§ **The tasks**
**1.** Decide whether each statement agrees with the court reasons on the North Sydney property trust purchase. Answer yes or no, and quote the words from the reasons that decide it.
(a) Bartier Perry was retained to advise on the taxation issues arising from the transaction.
(b) Austin Ta De was incorporated in August 2023 to purchase the units in the property trust.
(c) Austin Ta De paid the $7 million deposit itself.
**2.** Go on with the court reasons on the North Sydney property trust purchase, starting after the sentence about the deposit.

These reasons deal with an application by Austin Ta De Investment Pty Ltd (Austin Ta De) and Eastern Eminent Ltd (Eastern Eminent), made by notice of motion filed on 4 October 2023, for orders that the amount of $67,994,748.63 be paid out of Court together with any accrued interest to Austin Ta De forthwith.
The circumstances in which the moneys were paid into Court can be summarised as follows.
Earlier this year, Ta De Investment Pty Ltd (Ta De Investment) was involved in negotiations for the purchase of a property in North Sydney which involved the acquisition of units in a property trust. In July 2023, Ta De Investment retained Bartier Perry Lawyers (Bartier Perry) to provide advice in relation to the acquisition, but not in relation to the conveyancing or taxation issues arising from the transaction.
In August 2023, Austin Ta De was incorporated to purchase the units in the property trust.
On 18 August 2023, a written property trust unit sale agreement was entered into by Austin Ta De as purchaser and another company incorporated as the incoming trustee, Ruby Miller Pty Ltd. The purchase price was $70 million (plus GST, if any) subject to adjustments. A 10% deposit of $7 million was paid to the vendor's agent on about 18 August 2023 by Eastern Eminent on behalf of Austin Ta De.

§ **Listed records**
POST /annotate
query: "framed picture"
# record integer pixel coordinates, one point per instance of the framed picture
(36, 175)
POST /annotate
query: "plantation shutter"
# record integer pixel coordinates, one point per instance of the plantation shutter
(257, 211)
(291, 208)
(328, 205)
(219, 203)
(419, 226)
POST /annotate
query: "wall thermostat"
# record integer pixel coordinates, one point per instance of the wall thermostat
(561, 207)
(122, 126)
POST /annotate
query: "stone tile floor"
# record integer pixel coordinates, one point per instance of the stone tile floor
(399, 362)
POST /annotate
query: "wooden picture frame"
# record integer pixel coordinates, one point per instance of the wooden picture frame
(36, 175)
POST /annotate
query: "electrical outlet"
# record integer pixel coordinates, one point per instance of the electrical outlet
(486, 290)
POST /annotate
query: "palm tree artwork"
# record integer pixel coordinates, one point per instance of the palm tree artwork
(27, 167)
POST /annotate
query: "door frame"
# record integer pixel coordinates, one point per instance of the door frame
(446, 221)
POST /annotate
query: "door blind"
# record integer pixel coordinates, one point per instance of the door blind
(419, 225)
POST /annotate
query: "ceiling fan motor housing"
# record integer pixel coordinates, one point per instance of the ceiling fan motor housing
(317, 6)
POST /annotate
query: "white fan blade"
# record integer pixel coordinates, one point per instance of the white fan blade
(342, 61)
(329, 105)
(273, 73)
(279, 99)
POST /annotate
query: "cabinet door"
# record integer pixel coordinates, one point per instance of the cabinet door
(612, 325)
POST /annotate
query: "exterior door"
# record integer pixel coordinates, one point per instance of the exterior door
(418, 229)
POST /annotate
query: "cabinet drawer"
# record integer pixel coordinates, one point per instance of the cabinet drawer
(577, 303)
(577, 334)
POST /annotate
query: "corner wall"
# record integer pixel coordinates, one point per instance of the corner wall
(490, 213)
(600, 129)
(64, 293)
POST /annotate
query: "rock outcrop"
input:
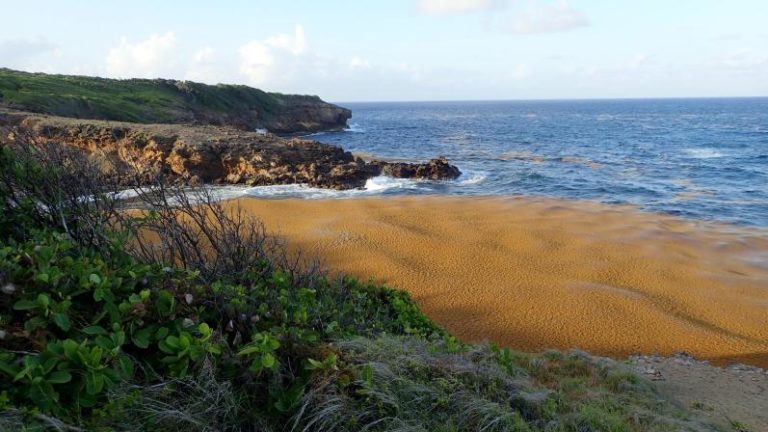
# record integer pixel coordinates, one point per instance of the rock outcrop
(211, 154)
(167, 101)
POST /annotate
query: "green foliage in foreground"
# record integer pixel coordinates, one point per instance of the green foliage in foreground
(137, 100)
(94, 338)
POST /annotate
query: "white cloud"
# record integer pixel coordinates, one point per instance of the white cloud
(359, 63)
(151, 58)
(262, 61)
(204, 56)
(205, 66)
(540, 17)
(17, 50)
(448, 7)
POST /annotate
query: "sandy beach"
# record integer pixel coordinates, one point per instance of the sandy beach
(533, 273)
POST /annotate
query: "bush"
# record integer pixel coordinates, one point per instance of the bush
(183, 315)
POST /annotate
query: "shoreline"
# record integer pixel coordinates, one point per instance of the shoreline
(537, 273)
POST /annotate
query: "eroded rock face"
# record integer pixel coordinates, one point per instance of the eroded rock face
(435, 169)
(211, 154)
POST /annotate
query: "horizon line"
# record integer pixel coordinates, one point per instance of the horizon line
(575, 99)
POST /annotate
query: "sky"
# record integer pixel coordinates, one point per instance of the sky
(402, 50)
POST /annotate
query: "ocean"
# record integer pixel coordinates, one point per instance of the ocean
(703, 159)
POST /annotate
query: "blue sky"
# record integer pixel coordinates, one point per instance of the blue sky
(406, 49)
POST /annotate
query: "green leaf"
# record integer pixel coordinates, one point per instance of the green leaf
(94, 330)
(43, 300)
(62, 320)
(70, 348)
(141, 338)
(94, 383)
(59, 377)
(25, 305)
(104, 342)
(248, 350)
(173, 342)
(126, 366)
(268, 360)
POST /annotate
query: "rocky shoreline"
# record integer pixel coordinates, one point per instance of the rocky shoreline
(211, 154)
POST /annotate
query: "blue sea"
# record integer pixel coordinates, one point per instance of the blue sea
(703, 159)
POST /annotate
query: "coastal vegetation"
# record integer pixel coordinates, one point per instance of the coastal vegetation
(172, 311)
(166, 101)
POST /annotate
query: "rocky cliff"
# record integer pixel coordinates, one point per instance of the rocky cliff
(167, 101)
(209, 154)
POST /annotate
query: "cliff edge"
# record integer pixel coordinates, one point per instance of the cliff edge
(167, 101)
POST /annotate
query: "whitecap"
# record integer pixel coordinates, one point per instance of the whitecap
(469, 178)
(354, 127)
(373, 186)
(703, 153)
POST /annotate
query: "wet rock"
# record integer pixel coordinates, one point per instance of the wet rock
(435, 169)
(213, 154)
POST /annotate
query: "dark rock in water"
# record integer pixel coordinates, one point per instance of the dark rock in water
(435, 169)
(211, 154)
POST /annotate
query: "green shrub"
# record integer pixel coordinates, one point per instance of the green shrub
(99, 331)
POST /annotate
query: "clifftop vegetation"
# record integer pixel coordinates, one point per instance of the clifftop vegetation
(188, 316)
(166, 101)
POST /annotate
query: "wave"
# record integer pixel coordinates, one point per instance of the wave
(703, 153)
(468, 178)
(373, 186)
(355, 128)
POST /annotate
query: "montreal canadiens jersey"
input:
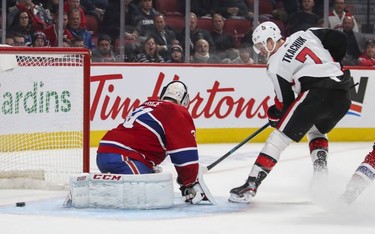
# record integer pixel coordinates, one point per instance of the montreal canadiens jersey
(302, 54)
(153, 131)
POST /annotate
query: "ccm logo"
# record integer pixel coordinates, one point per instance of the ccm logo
(106, 177)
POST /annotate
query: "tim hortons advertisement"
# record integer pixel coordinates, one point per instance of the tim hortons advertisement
(227, 102)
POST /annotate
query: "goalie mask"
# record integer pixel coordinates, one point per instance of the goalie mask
(177, 91)
(261, 34)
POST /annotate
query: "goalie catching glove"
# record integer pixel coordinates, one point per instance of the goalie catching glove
(193, 193)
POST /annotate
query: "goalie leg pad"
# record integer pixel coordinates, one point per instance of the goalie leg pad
(145, 191)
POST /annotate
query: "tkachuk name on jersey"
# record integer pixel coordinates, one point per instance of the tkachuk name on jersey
(151, 103)
(298, 43)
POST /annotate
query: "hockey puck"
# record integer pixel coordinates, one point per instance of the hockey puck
(20, 204)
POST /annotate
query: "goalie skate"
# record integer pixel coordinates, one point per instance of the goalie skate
(243, 198)
(244, 193)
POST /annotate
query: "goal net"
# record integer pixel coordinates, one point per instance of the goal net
(44, 116)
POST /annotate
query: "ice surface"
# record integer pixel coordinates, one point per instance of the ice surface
(288, 201)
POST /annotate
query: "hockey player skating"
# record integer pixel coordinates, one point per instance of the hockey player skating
(311, 96)
(154, 130)
(361, 179)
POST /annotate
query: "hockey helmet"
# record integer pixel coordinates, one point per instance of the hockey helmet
(261, 34)
(177, 91)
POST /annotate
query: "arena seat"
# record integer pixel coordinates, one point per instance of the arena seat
(169, 7)
(92, 25)
(205, 23)
(176, 23)
(265, 6)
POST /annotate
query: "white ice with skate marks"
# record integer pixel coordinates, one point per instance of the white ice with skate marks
(288, 200)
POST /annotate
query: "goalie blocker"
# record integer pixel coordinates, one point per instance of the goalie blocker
(144, 191)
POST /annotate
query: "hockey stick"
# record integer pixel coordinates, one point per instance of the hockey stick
(209, 167)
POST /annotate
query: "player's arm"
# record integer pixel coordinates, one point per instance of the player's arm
(334, 41)
(284, 98)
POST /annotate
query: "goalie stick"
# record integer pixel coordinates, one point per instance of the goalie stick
(209, 167)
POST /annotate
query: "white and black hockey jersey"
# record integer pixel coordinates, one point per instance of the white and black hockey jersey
(303, 62)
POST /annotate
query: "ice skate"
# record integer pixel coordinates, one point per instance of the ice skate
(244, 193)
(320, 164)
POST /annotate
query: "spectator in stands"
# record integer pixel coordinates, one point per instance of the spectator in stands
(90, 7)
(303, 19)
(195, 34)
(39, 39)
(9, 39)
(66, 43)
(19, 40)
(356, 42)
(244, 57)
(23, 25)
(177, 55)
(74, 27)
(202, 8)
(149, 52)
(38, 16)
(223, 41)
(164, 37)
(111, 20)
(52, 6)
(78, 42)
(367, 58)
(52, 31)
(336, 17)
(202, 53)
(231, 8)
(145, 20)
(70, 5)
(103, 52)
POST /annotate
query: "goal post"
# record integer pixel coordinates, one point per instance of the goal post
(44, 116)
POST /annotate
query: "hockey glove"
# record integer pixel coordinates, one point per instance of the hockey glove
(193, 193)
(274, 115)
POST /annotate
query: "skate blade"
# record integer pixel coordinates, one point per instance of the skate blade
(246, 198)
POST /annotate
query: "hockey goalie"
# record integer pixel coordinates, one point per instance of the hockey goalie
(128, 157)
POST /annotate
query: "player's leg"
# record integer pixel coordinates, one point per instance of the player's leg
(318, 144)
(297, 121)
(333, 107)
(276, 143)
(361, 179)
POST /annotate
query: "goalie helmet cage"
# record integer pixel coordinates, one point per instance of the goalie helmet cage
(44, 116)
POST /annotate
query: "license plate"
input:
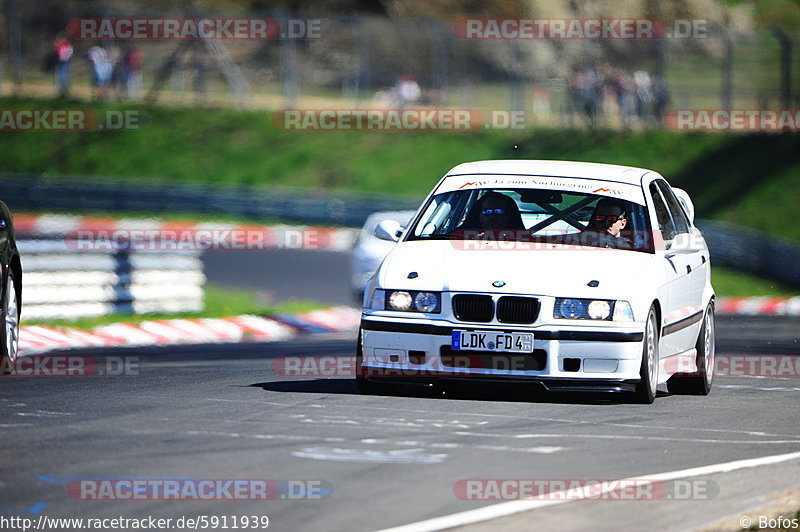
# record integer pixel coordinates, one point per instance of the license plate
(492, 341)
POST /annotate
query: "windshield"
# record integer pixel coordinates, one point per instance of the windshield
(534, 215)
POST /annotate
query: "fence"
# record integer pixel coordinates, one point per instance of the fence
(62, 281)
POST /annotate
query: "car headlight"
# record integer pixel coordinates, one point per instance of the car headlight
(592, 309)
(407, 301)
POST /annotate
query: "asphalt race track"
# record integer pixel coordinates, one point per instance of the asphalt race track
(222, 412)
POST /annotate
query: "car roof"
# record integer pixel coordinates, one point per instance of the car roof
(581, 170)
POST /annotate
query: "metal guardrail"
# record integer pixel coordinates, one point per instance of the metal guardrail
(748, 250)
(731, 246)
(61, 281)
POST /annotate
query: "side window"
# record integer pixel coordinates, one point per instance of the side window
(665, 223)
(681, 222)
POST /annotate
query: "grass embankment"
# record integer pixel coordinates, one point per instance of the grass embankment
(748, 179)
(218, 302)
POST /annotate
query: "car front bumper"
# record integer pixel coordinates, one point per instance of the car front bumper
(568, 358)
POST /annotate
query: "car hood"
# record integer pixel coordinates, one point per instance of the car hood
(443, 265)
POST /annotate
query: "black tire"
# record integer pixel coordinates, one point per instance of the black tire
(365, 386)
(699, 383)
(648, 371)
(9, 332)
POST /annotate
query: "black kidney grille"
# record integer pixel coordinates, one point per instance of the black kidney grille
(468, 307)
(517, 309)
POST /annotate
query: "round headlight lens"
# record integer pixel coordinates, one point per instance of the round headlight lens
(599, 310)
(400, 300)
(572, 308)
(426, 302)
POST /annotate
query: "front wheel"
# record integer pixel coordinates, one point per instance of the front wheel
(364, 385)
(648, 371)
(9, 346)
(699, 383)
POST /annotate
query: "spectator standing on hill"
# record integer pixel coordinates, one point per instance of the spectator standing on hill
(644, 93)
(408, 91)
(63, 54)
(132, 66)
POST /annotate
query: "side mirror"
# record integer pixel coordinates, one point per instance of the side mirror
(686, 202)
(389, 230)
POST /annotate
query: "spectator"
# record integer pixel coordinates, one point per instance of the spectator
(660, 98)
(63, 52)
(132, 66)
(644, 93)
(408, 91)
(621, 86)
(102, 69)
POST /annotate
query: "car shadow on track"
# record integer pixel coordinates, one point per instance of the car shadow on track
(472, 392)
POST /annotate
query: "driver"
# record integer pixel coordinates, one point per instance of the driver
(609, 220)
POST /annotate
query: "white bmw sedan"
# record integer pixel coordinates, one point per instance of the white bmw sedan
(573, 276)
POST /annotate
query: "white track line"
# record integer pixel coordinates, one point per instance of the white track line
(512, 507)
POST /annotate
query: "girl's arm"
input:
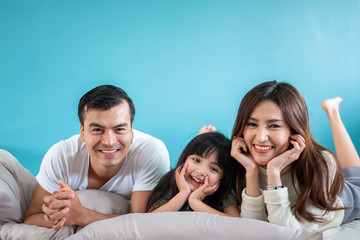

§ **Exercise responses**
**1.**
(a) No: "but not in relation to the conveyancing or taxation issues arising from the transaction."
(b) Yes: "In August 2023, Austin Ta De was incorporated to purchase the units in the property trust."
(c) No: "paid to the vendor's agent on about 18 August 2023 by Eastern Eminent on behalf of Austin Ta De."

**2.**
Eastern Eminent is a company incorporated in the British Virgin Islands, and Dongxiao Yu is its sole director and shareholder. Mr Yu is also a director and sole shareholder of Ta De Investment and a director of Austin Ta De. Ta De Investment is the holding company of Austin Ta De. Mr Yu authorised the transfer of the 10% deposit from Eastern Eminent's bank account with JP Morgan in Singapore and treated it as a loan from Eastern Eminent to Austin Ta De.
On about 6 September 2023, Mr Yu arranged for the balance of the purchase price, being the funds the subject of this application, to be transferred to Bartier Perry's trust account. The funds were transferred on behalf of Austin Ta De from Eastern Eminent's same bank account with JP Morgan in Singapore. Mr Yu arranged for the funds to be transferred to Bartier Perry's trust account as he understood that Bartier Perry had been retained to assist with and attend on the settlement of the unit sale agreement which, at that time, was scheduled to complete on 22 September 2023.
The transfer of funds occurred following approaches to Bartier Perry on the afternoon of 6 September by two people assisting Ta De Investment and Austin Ta De with the sale transaction, namely, Leslie Abboud and Zhensong Gao. Mr Abboud and Mr Gao had asked Bartier Perry to receive the funds into its trust account and attend on settlement of the transaction.
On the morning of 7 September 2023, Bartier Perry requested that the funds not be remitted to the firm's trust account pending approval by the firm's risk committee as certain information had not been provided by Mr Abboud or Mr Gao. As events transpired, Mr Yu's direction to transfer the funds from Eastern Eminent's bank account to Bartier Perry's trust account had already been acted on and the funds were received into Bartier Perry's trust account at about 9.30am that day.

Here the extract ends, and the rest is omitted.